TiKV Expansion Balance Speed

Note:
This topic has been translated from a Chinese forum by GPT and might contain errors.

Original topic: tikv扩容平衡速度

| username: 舞动梦灵

Dear all, after expanding TiKV in TiDB, what is the balancing speed? Has anyone tested the approximate speed?

The source server has 1TB and 9 TiKV nodes. Now, 6 more TiKV nodes are being added. Approximately how long will it take to balance to the new 6 nodes, and then shrink and delete the old 9 TiKV nodes?

The server uses Alibaba Cloud SSD hard drives.

| username: zhanggame1 | Original post link

You might as well set up a new data migration instead of adding 6 and scaling down 9. You can also upgrade to the new version in the process.

| username: kkpeter | Original post link

Your version is a bit outdated. If the cluster pressure is low, it will still be fast.

| username: 舞动梦灵 | Original post link

We can’t stop the business, need to switch to the cloud, thinking about using the scaling method to see if it works.

| username: 舞动梦灵 | Original post link

What does cluster pressure mean, low business volume? One is version 4.0.9 and the other is version 4.0.2. Sigh~~ Just joined a new company and took over. Such old versions.

| username: 像风一样的男子 | Original post link

If it’s across clouds, you need to consider the network latency and bandwidth between your data centers. TiDB should be able to handle read and write speeds of several hundred MB/s.

| username: cassblanca | Original post link

Cross-cloud refers to switching to different regions within the same provider, which should have internally optimized networks. If switching providers, such as from Alibaba Cloud to Huawei Cloud, it would likely be slower. It might be better to deploy the new version of TiDB first and then gradually migrate the data, especially if there is no business pressure.

| username: redgame | Original post link

Send the data volume and IO speed.

| username: tidb菜鸟一只 | Original post link

Switching clouds in this way makes the basic business unusable during the process, and the network latency between different clouds is quite high.

__DATASET ENTRIES__
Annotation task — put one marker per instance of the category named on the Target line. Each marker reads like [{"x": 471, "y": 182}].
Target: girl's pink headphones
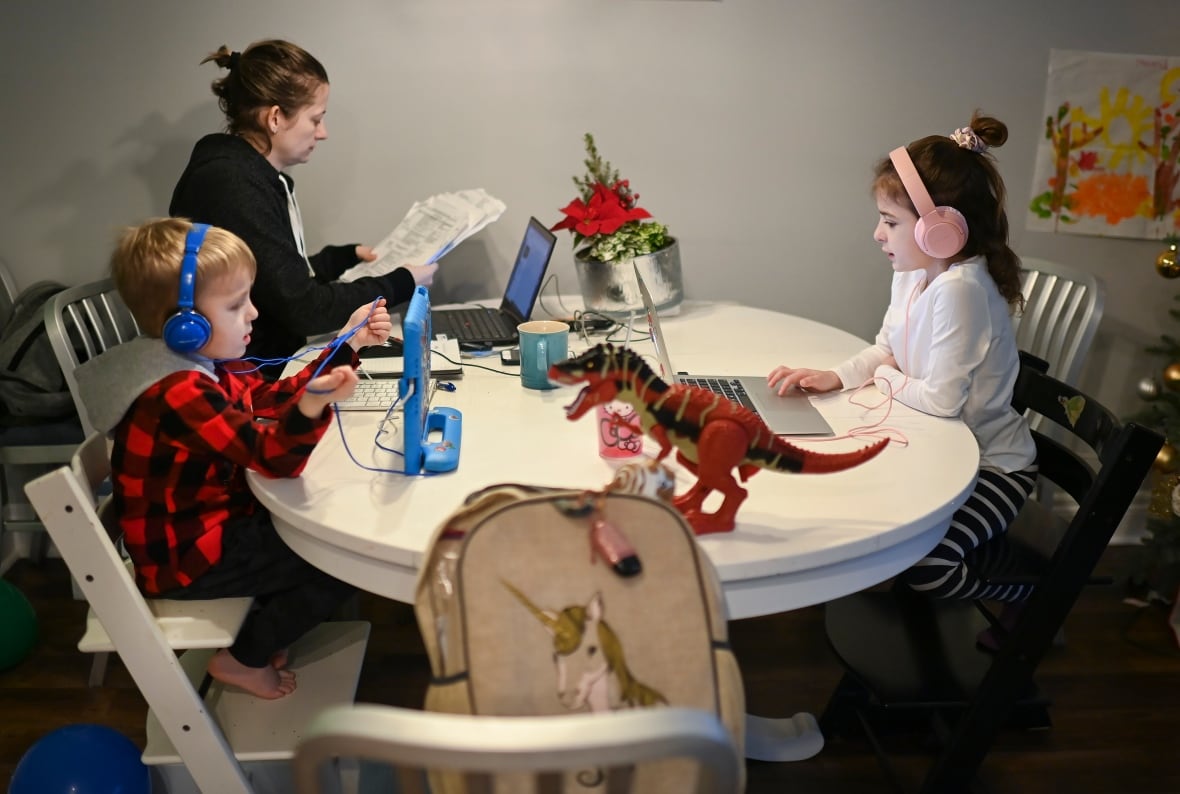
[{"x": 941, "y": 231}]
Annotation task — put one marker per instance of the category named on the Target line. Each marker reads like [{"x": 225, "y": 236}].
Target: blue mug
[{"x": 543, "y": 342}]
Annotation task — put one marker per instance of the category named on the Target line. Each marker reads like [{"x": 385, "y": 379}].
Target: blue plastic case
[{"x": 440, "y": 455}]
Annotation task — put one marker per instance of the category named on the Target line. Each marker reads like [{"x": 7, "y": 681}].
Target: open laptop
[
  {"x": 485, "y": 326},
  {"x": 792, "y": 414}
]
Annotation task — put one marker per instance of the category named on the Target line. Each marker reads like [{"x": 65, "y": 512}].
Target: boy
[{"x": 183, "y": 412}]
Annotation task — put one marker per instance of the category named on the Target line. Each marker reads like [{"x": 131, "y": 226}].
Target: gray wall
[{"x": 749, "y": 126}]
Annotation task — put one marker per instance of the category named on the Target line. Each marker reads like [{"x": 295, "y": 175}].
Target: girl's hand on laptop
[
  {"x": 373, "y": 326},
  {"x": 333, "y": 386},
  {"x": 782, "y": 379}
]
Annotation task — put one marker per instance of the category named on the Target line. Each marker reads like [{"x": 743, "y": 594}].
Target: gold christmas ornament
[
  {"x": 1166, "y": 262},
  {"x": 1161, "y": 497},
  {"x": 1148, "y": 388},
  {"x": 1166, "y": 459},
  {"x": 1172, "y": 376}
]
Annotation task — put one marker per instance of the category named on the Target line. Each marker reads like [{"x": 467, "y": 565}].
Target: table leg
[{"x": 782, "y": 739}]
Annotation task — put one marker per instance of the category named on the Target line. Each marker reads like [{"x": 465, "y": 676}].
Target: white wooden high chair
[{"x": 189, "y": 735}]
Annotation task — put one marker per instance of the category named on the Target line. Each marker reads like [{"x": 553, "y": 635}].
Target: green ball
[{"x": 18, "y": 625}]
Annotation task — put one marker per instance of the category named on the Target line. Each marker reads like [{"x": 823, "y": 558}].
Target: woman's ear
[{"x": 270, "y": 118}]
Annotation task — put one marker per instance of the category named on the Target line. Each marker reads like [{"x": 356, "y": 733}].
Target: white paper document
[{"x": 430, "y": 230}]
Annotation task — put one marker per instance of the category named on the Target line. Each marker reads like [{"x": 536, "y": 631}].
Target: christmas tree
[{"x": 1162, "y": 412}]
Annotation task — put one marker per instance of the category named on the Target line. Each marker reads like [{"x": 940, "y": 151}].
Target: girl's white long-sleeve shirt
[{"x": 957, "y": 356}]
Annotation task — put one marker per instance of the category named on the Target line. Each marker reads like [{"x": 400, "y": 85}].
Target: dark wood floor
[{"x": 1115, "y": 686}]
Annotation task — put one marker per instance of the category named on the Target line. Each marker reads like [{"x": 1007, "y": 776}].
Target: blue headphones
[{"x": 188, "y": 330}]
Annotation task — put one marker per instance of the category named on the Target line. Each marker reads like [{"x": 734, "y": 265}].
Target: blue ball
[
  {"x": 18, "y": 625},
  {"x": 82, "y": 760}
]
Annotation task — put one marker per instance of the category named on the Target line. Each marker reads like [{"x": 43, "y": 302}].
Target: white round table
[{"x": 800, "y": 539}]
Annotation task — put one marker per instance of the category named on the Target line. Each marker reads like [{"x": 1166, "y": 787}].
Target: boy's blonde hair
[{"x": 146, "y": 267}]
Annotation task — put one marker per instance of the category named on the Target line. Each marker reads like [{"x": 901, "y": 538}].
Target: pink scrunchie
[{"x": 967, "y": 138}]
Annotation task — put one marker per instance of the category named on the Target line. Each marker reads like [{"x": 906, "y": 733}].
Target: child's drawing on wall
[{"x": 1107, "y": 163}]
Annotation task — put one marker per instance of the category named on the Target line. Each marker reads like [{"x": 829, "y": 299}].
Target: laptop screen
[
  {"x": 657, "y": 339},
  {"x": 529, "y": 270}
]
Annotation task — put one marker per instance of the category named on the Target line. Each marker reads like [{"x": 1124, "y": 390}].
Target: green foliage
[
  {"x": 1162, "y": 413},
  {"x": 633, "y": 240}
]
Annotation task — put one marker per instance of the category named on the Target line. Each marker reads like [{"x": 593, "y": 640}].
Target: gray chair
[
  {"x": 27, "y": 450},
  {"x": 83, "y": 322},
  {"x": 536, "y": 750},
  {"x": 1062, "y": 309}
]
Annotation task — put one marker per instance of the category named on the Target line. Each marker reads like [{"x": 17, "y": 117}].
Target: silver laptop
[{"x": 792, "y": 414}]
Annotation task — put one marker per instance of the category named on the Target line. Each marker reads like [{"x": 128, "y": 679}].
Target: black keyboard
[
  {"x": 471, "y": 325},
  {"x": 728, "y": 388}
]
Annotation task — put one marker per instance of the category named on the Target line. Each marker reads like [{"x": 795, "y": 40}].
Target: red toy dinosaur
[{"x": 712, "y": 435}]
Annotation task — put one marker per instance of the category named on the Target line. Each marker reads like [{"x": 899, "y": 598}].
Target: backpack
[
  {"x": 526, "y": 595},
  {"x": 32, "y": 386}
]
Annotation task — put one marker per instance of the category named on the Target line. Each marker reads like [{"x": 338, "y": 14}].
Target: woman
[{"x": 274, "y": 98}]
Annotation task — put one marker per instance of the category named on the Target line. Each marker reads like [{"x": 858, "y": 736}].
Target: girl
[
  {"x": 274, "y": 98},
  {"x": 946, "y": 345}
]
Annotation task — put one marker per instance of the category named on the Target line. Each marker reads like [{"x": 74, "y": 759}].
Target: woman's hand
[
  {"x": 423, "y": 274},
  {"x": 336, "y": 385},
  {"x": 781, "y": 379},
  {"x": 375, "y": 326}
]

__WORK REQUEST 1__
Answer these questions using the thread on TiKV expansion balance speed:
(a) How many TiKV nodes does the source server have, and how many new ones are being added?
(b) Which two version numbers does the original poster give?
(c) What read and write speed should TiDB be able to handle, according to the reply about moving across clouds?
__WORK REQUEST 2__
Write the next part of the thread on TiKV expansion balance speed, starting after its final post.
The records are separate from the thread on TiKV expansion balance speed and are not connected to it.

__RESULT 1__
(a) The source server has 9 TiKV nodes, and 6 more are being added.
(b) 4.0.9 and 4.0.2.
(c) Several hundred MB/s.

__RESULT 2__
| username: 舞动梦灵 | Original post link

From Alibaba Cloud to Tencent Cloud, it is likely cheaper to use a VPN than a dedicated line. If deploying a new environment, you can use BR backup and CDC real-time synchronization. By then, you will also need to buy tens of terabytes of object storage for BR backup.

| username: 舞动梦灵 | Original post link

The data volume is 20TB, and the IO speed is currently unknown. We are using Alibaba Cloud’s SSD, and the target is Tencent Cloud’s cloud database.

| username: 舞动梦灵 | Original post link

So, are you saying that if it’s a dedicated line, would it be better?

| username: Kongdom | Original post link

You’re even spanning clouds here, so how’s the network transmission? If the bandwidth is a bit low, it might take a long time. :thinking: Is it data volume/bandwidth that determines the required time? I feel like IO shouldn’t be slower than the bandwidth.

| username: TiDB_C罗 | Original post link

How about creating a new high-version cluster in the new cloud environment and synchronizing it through third-party synchronization?

| username: dockerfile | Original post link

If the speed is fast, it will take 2-3 days. If not urgent, you can take your time.

  1. First, expand by 6, then shrink by 1.
  2. Wait for the previous machine to finish shrinking before shrinking the next one.
| username: 大飞哥online | Original post link

Whether it’s cross-cloud or different vendors, you can start by transferring some large packets to each other to check the bandwidth, or ping large packets and run it for a day to see if there is any packet loss.

| username: 大飞哥online | Original post link

During the scaling process, it will inherently have some impact on the business, especially since it involves different cloud providers. It’s concerning.

| username: 舞动梦灵 | Original post link

What impact does scaling up or down have on existing services? Does it cause slow queries or slow responses?

| username: 舞动梦灵 | Original post link

Yes, for IO, the minimum is basically SSD, which means it’s a bandwidth issue.

| username: Kongdom | Original post link

I thought of a solution: set up a new cluster on Tencent Cloud, perform backup and restore, then use TiCDC for real-time synchronization. Find a low-peak period to switch to Tencent Cloud, and then sync any missed data to Tencent Cloud. Generally, there shouldn’t be any missed data.
I wonder if this is feasible.